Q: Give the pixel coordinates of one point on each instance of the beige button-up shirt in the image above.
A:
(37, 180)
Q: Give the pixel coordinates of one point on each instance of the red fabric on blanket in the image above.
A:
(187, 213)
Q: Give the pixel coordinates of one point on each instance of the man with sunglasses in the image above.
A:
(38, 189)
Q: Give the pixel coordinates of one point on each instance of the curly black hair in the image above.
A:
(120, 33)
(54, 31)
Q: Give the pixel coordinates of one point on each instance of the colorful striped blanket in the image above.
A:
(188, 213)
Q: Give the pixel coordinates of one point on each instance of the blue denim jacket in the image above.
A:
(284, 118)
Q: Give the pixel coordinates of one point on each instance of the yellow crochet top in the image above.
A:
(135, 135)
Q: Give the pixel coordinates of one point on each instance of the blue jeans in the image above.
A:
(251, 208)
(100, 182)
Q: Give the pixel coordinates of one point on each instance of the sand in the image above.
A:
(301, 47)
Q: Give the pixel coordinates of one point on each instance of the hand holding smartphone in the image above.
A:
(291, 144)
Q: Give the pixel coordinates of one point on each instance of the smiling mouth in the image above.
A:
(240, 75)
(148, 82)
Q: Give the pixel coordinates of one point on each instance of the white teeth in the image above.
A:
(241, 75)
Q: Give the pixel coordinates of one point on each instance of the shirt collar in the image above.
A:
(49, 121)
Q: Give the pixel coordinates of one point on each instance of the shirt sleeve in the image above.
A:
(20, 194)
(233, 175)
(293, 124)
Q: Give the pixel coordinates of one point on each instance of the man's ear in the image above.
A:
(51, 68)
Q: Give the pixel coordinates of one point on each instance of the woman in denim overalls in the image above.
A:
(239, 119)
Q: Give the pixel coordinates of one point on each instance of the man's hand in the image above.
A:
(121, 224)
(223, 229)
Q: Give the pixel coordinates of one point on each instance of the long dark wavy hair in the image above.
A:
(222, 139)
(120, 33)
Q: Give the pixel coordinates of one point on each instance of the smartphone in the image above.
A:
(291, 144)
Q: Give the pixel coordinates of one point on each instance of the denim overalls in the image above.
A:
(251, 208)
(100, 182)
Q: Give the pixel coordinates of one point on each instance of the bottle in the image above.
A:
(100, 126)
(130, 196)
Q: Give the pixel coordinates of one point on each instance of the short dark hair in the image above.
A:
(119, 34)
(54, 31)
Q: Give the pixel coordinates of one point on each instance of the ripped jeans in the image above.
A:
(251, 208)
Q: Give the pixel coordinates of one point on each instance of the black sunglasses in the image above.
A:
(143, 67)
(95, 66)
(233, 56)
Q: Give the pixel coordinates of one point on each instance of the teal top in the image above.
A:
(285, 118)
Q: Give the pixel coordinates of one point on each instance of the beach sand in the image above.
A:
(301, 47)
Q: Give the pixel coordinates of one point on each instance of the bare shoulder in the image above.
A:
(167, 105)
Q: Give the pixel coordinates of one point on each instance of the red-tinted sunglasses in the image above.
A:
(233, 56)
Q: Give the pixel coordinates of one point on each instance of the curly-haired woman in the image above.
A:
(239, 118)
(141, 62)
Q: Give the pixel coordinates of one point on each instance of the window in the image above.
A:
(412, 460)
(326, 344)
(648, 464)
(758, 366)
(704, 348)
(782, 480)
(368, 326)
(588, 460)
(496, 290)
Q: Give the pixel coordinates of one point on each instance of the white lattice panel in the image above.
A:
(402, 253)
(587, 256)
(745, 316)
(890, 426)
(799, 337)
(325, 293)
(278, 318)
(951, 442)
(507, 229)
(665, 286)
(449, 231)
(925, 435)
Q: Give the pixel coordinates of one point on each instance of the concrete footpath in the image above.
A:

*EXERCISE DESCRIPTION*
Count every line in the records that holds "curly" and give that count by itself.

*WRITTEN ANSWER*
2